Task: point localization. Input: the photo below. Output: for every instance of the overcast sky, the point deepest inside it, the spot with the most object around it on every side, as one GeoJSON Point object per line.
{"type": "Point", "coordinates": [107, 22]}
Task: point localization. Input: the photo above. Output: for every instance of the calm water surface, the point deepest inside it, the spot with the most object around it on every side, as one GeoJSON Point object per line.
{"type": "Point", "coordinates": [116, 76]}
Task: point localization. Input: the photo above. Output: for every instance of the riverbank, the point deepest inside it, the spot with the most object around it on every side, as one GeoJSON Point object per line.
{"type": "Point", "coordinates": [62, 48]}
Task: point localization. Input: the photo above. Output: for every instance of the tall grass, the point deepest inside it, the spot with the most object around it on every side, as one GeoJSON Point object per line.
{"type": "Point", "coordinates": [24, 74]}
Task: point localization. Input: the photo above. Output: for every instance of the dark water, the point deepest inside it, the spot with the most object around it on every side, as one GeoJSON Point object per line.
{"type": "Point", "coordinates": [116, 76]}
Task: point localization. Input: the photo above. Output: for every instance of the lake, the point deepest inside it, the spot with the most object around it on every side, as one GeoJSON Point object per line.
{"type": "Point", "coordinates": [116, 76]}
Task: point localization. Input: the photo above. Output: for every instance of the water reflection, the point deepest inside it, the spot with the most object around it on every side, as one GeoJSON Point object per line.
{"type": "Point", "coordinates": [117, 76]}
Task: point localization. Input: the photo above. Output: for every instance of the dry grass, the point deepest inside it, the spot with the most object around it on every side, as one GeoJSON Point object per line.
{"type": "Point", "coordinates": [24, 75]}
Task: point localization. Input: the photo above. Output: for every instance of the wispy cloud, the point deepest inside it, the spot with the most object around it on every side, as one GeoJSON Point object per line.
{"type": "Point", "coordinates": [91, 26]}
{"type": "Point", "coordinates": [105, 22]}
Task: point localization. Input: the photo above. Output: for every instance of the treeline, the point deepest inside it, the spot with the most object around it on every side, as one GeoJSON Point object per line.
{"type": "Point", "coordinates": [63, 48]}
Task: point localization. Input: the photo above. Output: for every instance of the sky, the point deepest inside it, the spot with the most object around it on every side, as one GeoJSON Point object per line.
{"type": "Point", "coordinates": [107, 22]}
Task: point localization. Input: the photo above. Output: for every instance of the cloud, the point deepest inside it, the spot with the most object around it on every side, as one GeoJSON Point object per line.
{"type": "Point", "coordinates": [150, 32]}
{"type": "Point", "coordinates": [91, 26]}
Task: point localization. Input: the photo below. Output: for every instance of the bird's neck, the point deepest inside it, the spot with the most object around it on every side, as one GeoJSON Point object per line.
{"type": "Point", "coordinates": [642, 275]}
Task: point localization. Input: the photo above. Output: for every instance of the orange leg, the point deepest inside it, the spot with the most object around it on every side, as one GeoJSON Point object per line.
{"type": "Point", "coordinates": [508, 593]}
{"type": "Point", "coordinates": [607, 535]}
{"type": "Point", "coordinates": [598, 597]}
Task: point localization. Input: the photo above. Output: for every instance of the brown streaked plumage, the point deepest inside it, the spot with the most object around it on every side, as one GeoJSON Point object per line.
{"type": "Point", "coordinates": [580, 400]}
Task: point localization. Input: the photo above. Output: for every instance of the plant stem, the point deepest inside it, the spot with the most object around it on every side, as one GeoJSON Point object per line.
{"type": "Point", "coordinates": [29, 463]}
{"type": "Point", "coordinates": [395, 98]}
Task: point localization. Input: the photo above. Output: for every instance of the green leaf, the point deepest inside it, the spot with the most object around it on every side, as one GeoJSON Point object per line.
------------------------------
Request: Restate the listing in full, word for word.

Written answer:
Task: point localization. Input: the photo below. Output: for every instance of the overcast sky, the point deepest inside it, the spot with the most object around it on every side, as one GeoJSON Point object per line.
{"type": "Point", "coordinates": [107, 22]}
Task: point localization. Input: the photo above. Output: for every instance of the calm water surface, the point deepest inside it, the spot with the most object around it on every side, as one GeoJSON Point object per line.
{"type": "Point", "coordinates": [116, 76]}
Task: point localization. Input: the photo above. Output: for every instance of the riverbank, the point deepest inside it, the spot with the most object around it on every side, as one GeoJSON Point object per line.
{"type": "Point", "coordinates": [62, 48]}
Task: point localization. Input: the photo above. Output: for every instance of the tall grass, the point deepest inside it, the spot with the most object around it on every side, as one GeoJSON Point object per line.
{"type": "Point", "coordinates": [24, 74]}
Task: point localization. Input: the photo above. Output: for every instance of the dark water, the point deepest inside it, the spot with the most object around it on every side, as one GeoJSON Point object per line.
{"type": "Point", "coordinates": [116, 76]}
Task: point localization. Input: the photo above. Output: for every instance of the lake, the point deepest inside it, the spot with the most object around it on every side, as one GeoJSON Point object per line.
{"type": "Point", "coordinates": [116, 76]}
Task: point localization. Input: the photo above. Output: for every instance of the water reflection, the point deepest inside it, the spot with the most object around it on every side, as one GeoJSON Point object per line.
{"type": "Point", "coordinates": [117, 76]}
Task: point localization. Input: the photo above. Output: for every instance of the dry grass, the point deepest inside it, the spot with the most object around it on every side, as one GeoJSON Point object per line.
{"type": "Point", "coordinates": [24, 75]}
Task: point localization. Input: the photo above. Output: for every instance of the wispy cloud, the point deepest inside it, the spot with the most object around it on every side, as one GeoJSON Point object per line.
{"type": "Point", "coordinates": [91, 26]}
{"type": "Point", "coordinates": [105, 22]}
Task: point localization. Input: the photo above. Output: for every instance of the treeline, the point deepest inside it, the spot with the most object around it on every side, as one GeoJSON Point object per line.
{"type": "Point", "coordinates": [63, 48]}
Task: point localization. Input: the photo above. Output: for every instance of the sky, the point deepest inside it, the spot with the most object around it on every side, as one GeoJSON Point object per line.
{"type": "Point", "coordinates": [107, 22]}
Task: point localization. Input: the photo above. Output: for every instance of the cloud, the point deepest inside it, the spot with the most object around it on every side, as one GeoJSON Point object per line.
{"type": "Point", "coordinates": [150, 32]}
{"type": "Point", "coordinates": [91, 26]}
Task: point localization. Input: the photo below. Output: for every instance of the bird's neck, the point deepest inside it, the spot with the most object around it on every side, as one GeoJSON Point object per line.
{"type": "Point", "coordinates": [642, 275]}
Task: point localization. Input: the photo above. Output: for every instance of the orange leg, the point deepest inside it, the spot with the most object around it on every side, as one GeoJSON Point object per line.
{"type": "Point", "coordinates": [508, 593]}
{"type": "Point", "coordinates": [607, 535]}
{"type": "Point", "coordinates": [598, 597]}
Task: point localization. Input: the photo above. Output: for every instance of the brown streaked plumage, the point deepest inside it, the spot with the most object around it on every side, as one GeoJSON Point object per line.
{"type": "Point", "coordinates": [580, 400]}
Task: point localization. Input: the photo above. Output: for every instance of the plant stem, the point deepest inside it, the spot with the most object around it on every side, as one GeoJSON Point object per line.
{"type": "Point", "coordinates": [29, 463]}
{"type": "Point", "coordinates": [395, 98]}
Task: point localization. Input: the photo above. Output: for every instance of the green leaf, the point deepest inside it, the spot with the most object around it on every side, as one GeoJSON Point object per line.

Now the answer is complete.